- **ФРАГМЕНТ ДОКУМЕНТА**:
§ §

А вот мне повезло по-настоящему. В результате: несколько бессонных ночей, проведённых за карточным столом, и ощутимый удар по моему бюджету очень быстро убедили меня в ненужности и даже вредности такового времяпрепровождения.

Сложнее оказалось распрощаться с шахматами. Особенно в пору повышенного, чуть ли не всеобщего интереса к этой всё-таки элитной интеллектуальной игре. Матч Бориса Спасского с Робертом Фишером! Каждая партия захватывает. Каждое отложенное окончание интригует.

Вдруг я примечаю, что даже в кинотеатре во время просмотра фильма между мной и экраном то и дело возникает шахматная доска с фигурами, снующими туда и сюда в поисках выигрышного варианта. Что-то уже избыточное, болезненное. И тут же возникающий вопрос: а для чего, зачем? И ответ – пустопорожняя трата не только умственных, но и душевных сил.

И эндшпиль!

Урок, преподанный тремя верзилами

Между тем бедолага-слесарь, прожив со мной года два, получил квартиру. И ко мне подселили математика моих лет, страдавшего язвой желудка, а затем двух высокорослых парней, выпускников МИФИ. К этим высокорослым захаживал ещё один выпускник того же института, такой же верзила. И были недавние мифисты ребятами весьма азартными – любили биться об заклад и спорить. И я от них не отставал. И вот постепенно мой выигрыш у них составил – 24 кружки пива.

Пошли мы вчетвером в Обнинский пивной бар и выпили там за вечер не 24, а все 32 кружки этого деликатесного аналога перестоялой мочи. И вернулись в общежитие. И стали мои сожители вымещать на моей физиономии весь свой недавний проигрыш. Этакая вот злоба у них на меня накопилась. И за то, что волейбол в одиночку троих обыграл, и за то, что в балду обставил, и за шахматы, и за шашки… Словом, за весь мой выпендрёж!

§ §

- **МАТЕРИАЛ ДЛЯ АНАЛИЗА**:
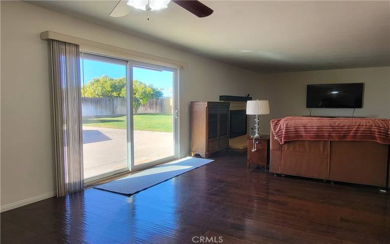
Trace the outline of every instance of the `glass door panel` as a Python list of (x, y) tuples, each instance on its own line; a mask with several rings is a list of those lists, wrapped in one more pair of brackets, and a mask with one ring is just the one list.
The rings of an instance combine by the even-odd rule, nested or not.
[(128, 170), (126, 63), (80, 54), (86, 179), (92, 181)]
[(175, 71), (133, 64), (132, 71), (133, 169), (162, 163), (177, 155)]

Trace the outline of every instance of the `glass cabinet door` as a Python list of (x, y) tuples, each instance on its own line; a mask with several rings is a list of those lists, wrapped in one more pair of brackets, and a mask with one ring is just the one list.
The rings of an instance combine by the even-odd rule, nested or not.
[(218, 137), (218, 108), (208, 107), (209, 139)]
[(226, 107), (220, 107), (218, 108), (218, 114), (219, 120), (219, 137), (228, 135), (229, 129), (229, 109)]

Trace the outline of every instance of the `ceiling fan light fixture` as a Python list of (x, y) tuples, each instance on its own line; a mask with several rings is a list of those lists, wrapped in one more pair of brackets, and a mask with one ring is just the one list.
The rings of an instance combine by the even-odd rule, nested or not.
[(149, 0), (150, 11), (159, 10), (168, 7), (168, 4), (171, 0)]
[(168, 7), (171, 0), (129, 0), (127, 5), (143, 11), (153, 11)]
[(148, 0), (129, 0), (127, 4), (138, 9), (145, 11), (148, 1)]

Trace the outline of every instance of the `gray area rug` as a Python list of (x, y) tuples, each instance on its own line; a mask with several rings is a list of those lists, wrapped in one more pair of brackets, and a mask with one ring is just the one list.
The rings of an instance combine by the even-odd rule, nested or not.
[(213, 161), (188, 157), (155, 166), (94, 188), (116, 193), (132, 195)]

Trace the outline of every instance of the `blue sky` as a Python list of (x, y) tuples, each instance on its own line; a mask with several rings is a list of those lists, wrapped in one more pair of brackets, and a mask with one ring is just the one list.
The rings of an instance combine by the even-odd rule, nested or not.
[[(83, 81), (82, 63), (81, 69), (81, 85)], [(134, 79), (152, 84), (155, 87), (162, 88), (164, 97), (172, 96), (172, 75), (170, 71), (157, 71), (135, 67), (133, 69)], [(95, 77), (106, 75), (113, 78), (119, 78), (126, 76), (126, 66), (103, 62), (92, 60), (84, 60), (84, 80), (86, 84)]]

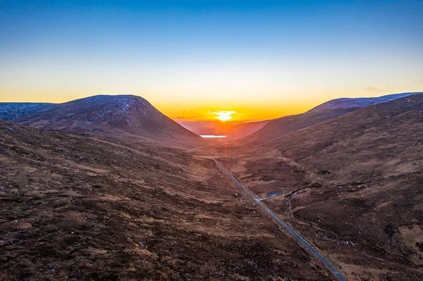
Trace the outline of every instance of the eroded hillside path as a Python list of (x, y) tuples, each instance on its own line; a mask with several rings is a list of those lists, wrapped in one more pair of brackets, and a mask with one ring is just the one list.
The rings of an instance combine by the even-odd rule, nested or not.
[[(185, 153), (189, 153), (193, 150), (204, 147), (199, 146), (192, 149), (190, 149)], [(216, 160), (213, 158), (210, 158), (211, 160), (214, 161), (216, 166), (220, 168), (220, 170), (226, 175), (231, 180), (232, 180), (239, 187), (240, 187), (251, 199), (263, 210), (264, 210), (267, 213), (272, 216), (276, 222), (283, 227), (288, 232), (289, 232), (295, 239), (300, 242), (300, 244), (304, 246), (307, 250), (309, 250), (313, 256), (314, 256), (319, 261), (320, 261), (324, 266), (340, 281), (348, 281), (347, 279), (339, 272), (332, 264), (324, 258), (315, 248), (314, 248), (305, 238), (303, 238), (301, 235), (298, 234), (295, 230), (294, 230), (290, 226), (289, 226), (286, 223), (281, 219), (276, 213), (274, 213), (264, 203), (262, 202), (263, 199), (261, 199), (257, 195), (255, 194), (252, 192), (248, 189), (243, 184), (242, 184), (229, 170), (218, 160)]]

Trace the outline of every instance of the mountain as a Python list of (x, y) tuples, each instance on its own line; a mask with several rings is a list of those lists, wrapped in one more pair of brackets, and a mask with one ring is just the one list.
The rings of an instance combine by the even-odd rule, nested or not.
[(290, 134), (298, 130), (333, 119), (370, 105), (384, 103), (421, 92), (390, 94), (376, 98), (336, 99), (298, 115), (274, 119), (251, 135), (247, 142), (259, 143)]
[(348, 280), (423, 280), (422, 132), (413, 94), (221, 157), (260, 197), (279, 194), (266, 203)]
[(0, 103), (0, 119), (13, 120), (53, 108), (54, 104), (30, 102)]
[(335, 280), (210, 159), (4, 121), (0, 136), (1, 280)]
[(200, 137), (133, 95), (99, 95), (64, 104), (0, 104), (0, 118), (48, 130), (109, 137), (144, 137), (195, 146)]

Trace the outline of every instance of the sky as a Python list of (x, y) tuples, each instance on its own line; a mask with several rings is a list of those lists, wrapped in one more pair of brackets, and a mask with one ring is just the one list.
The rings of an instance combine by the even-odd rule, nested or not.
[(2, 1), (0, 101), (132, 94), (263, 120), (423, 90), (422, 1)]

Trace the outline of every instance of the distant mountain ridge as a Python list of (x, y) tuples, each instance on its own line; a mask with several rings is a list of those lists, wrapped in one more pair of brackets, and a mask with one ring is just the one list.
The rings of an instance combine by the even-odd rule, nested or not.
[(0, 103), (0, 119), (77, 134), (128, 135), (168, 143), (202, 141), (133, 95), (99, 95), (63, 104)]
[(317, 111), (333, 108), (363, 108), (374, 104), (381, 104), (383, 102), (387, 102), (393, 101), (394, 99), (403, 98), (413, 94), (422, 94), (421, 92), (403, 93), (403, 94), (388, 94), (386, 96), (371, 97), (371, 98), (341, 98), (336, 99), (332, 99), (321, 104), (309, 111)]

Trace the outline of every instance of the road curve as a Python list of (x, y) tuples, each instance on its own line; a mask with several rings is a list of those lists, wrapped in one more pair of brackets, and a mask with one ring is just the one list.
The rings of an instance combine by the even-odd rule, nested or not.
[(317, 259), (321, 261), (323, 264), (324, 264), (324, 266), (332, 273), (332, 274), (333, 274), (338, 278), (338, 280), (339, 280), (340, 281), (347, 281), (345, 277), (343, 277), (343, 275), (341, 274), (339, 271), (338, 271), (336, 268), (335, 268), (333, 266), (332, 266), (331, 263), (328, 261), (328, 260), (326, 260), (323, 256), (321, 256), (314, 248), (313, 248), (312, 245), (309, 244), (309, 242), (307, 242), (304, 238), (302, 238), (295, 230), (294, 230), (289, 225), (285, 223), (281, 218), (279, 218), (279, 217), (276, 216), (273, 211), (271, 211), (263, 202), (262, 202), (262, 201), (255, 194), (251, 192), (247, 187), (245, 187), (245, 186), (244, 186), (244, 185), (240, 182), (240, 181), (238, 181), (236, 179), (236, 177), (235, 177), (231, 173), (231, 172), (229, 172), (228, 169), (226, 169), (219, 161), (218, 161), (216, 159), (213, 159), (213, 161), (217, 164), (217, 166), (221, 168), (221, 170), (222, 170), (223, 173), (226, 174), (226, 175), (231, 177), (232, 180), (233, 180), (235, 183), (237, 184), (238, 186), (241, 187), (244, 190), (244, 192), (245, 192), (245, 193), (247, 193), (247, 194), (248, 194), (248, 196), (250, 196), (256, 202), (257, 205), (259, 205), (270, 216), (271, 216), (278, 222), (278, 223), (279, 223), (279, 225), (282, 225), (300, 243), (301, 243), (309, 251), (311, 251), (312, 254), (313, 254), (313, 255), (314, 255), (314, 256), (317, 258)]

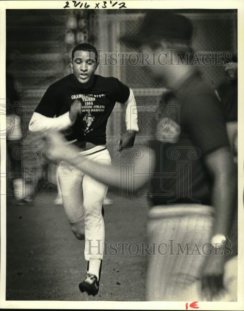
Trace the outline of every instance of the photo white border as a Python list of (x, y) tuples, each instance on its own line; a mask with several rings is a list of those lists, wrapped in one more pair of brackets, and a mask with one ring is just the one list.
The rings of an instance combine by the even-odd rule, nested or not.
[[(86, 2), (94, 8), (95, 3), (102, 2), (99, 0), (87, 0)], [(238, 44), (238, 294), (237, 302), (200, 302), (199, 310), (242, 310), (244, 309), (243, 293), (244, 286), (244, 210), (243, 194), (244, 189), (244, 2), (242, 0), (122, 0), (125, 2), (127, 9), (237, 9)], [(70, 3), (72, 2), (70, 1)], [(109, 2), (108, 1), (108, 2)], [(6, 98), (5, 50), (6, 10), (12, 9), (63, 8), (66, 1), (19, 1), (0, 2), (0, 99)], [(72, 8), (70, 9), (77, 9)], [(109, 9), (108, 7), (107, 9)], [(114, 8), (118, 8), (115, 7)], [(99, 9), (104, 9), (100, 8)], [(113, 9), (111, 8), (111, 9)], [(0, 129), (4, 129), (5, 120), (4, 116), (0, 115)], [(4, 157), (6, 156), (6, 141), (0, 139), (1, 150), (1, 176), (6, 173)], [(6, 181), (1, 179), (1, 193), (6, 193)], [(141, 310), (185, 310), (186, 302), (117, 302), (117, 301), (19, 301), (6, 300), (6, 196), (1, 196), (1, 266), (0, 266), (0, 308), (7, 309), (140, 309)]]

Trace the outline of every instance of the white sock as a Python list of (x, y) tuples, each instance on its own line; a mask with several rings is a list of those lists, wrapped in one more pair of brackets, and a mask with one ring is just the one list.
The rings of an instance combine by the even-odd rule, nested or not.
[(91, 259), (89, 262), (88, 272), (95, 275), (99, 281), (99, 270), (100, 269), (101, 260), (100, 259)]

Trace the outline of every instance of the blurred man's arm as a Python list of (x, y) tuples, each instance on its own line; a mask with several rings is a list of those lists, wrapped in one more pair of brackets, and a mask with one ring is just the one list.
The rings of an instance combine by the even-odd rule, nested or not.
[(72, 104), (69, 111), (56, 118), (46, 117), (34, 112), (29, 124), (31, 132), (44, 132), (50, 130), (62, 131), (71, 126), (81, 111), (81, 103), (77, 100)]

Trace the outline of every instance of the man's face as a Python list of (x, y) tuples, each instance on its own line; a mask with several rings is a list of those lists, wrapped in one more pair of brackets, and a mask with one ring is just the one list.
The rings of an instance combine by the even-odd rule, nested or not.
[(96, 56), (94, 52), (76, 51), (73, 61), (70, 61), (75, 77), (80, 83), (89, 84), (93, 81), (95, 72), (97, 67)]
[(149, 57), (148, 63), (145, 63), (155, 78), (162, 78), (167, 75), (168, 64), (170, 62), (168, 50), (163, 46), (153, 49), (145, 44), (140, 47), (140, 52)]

§ §

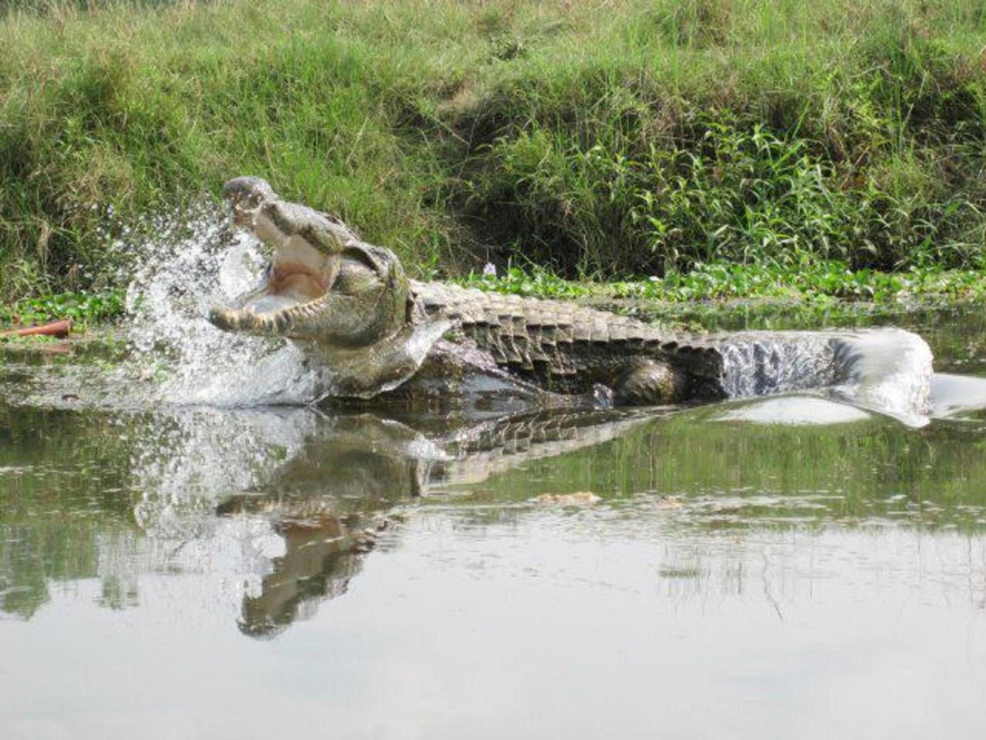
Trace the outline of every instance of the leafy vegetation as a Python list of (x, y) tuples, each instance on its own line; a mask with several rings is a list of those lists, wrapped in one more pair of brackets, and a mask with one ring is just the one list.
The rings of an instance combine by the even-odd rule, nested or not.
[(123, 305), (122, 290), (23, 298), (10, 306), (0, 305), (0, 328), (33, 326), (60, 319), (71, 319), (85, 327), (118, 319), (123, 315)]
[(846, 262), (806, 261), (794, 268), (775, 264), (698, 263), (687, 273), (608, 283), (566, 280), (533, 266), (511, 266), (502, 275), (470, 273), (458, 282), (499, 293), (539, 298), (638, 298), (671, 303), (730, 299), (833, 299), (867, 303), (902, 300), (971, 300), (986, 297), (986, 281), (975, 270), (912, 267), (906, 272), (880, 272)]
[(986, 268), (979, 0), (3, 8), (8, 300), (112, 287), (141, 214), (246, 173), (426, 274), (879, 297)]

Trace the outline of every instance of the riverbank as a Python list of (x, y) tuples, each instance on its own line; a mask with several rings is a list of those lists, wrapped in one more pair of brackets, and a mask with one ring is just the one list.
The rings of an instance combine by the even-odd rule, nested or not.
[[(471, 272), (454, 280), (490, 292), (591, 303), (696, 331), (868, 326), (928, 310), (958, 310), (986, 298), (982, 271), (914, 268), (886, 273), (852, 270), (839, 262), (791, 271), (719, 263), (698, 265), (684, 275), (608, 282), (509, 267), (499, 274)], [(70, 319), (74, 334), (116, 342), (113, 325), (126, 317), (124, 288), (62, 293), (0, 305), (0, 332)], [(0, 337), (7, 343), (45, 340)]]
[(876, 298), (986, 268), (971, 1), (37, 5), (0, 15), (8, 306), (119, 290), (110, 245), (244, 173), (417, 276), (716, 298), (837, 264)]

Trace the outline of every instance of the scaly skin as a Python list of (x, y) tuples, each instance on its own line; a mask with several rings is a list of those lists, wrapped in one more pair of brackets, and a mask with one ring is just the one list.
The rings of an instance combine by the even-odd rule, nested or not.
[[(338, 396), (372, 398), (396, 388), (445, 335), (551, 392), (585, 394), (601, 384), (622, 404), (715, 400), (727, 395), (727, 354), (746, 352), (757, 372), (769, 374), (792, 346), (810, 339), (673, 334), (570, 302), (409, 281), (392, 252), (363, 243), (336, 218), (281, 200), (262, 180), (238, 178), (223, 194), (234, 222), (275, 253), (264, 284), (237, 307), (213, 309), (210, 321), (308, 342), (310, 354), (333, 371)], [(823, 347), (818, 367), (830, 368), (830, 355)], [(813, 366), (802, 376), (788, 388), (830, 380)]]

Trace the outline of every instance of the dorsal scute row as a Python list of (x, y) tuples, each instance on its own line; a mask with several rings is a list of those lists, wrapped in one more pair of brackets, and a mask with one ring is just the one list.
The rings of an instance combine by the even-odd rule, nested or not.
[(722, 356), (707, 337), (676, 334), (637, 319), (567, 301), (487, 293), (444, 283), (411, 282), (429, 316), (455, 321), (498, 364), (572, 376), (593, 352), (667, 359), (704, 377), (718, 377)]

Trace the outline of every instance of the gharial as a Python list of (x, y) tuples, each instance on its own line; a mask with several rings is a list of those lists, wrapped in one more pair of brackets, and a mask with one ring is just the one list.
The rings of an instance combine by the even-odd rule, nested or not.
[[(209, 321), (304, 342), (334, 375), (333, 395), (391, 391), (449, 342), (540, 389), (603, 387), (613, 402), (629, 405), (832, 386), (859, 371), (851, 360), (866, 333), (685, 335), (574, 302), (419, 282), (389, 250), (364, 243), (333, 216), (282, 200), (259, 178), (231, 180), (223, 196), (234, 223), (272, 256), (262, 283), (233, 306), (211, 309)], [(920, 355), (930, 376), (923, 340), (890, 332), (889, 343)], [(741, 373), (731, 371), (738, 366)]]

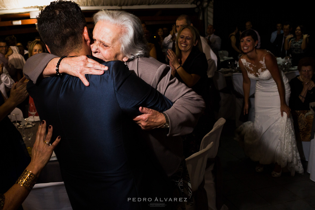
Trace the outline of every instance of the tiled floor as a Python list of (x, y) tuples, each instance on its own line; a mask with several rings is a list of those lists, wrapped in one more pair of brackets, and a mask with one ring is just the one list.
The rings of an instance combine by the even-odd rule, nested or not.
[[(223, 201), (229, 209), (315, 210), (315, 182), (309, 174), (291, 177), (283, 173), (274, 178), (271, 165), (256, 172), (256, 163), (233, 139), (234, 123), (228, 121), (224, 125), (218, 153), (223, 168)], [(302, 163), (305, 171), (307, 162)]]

§ §

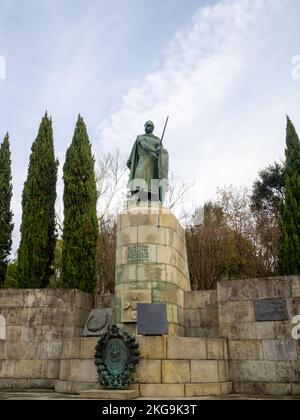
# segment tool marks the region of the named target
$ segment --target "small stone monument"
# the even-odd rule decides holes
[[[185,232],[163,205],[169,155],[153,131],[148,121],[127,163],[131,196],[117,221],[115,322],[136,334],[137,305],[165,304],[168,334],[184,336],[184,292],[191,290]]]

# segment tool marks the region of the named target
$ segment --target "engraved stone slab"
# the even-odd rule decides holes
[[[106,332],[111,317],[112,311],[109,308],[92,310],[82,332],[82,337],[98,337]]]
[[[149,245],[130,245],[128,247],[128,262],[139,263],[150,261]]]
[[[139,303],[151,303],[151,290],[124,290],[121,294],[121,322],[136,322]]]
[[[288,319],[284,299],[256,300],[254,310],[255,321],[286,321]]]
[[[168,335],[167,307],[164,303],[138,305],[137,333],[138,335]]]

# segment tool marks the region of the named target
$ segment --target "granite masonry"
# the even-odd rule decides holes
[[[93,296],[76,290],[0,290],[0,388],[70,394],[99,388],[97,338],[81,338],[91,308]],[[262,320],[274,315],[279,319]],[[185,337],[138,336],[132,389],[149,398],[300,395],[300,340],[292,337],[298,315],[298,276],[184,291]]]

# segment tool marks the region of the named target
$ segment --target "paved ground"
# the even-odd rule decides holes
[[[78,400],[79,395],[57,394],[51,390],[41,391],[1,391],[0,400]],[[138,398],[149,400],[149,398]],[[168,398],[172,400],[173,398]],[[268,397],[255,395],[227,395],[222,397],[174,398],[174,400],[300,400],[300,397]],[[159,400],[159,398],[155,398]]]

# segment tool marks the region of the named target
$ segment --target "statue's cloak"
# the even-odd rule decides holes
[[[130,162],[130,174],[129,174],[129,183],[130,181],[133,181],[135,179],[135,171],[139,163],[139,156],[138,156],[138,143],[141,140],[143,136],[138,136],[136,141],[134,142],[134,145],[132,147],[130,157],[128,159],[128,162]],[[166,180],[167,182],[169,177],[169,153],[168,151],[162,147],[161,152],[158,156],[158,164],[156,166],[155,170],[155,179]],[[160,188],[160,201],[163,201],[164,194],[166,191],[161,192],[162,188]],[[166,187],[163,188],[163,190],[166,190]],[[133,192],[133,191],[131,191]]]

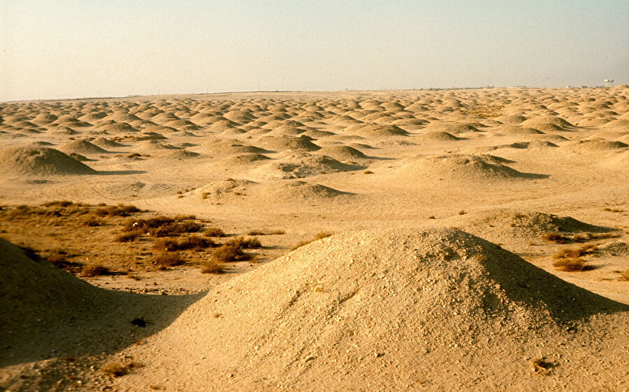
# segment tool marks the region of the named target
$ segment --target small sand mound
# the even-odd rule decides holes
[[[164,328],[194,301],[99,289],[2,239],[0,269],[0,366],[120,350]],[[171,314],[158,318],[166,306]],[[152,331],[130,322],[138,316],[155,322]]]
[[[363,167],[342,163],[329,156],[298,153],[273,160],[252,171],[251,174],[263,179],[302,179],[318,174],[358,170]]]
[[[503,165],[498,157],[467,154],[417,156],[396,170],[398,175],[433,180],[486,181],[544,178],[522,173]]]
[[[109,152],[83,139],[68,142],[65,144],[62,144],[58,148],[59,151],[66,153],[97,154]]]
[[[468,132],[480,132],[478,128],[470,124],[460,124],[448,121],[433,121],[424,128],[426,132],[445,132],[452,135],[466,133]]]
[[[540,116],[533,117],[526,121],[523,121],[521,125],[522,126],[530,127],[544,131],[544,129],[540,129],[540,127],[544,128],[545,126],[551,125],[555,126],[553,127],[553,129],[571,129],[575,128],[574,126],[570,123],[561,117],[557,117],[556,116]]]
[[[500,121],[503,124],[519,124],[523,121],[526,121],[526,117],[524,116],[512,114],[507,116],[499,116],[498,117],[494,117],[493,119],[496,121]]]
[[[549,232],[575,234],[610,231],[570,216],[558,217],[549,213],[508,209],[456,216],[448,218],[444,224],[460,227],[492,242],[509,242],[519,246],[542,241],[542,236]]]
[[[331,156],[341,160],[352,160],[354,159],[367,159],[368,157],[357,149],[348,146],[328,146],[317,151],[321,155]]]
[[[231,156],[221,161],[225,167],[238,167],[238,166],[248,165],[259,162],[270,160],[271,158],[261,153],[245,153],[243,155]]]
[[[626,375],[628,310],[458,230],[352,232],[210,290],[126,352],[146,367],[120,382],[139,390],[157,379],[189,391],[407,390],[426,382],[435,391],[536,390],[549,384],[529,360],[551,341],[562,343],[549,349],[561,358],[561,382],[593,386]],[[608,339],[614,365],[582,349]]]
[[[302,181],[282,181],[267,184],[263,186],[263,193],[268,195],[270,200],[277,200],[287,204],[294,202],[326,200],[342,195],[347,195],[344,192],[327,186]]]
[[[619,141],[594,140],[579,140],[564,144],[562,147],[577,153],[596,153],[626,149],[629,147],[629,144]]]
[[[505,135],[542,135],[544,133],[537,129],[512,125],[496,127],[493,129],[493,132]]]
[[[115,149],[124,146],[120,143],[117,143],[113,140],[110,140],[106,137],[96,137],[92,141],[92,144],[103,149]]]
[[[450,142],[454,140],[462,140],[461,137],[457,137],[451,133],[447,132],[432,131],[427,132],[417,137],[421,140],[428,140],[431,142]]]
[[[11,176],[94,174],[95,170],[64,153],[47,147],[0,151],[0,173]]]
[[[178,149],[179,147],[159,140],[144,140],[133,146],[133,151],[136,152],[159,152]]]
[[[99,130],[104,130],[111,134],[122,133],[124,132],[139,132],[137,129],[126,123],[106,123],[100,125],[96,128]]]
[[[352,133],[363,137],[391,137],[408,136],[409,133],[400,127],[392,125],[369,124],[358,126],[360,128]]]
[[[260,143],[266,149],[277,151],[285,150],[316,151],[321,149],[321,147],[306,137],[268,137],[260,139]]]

§ §

- **ЗАДАЧИ ДЛЯ РЕШЕНИЯ**:
(1) Объясните на основе отрывка, почему рассказчик решил расстаться с шахматами.
(2) Выпишите из отрывка без изменений фрагмент, начиная со слов «А вот мне повезло» и до слов «вредности такового времяпрепровождения.» включительно.

- **ОТВЕТЫ К ЗАДАНИЯМ**:
(1) Даже в кинотеатре перед ним то и дело возникала шахматная доска с фигурами, и это увлечение показалось ему избыточным и болезненным. На вопрос «для чего, зачем?» он ответил себе, что это пустопорожняя трата не только умственных, но и душевных сил.

(2)
А вот мне повезло по-настоящему. В результате: несколько бессонных ночей, проведённых за карточным столом, и ощутимый удар по моему бюджету очень быстро убедили меня в ненужности и даже вредности такового времяпрепровождения.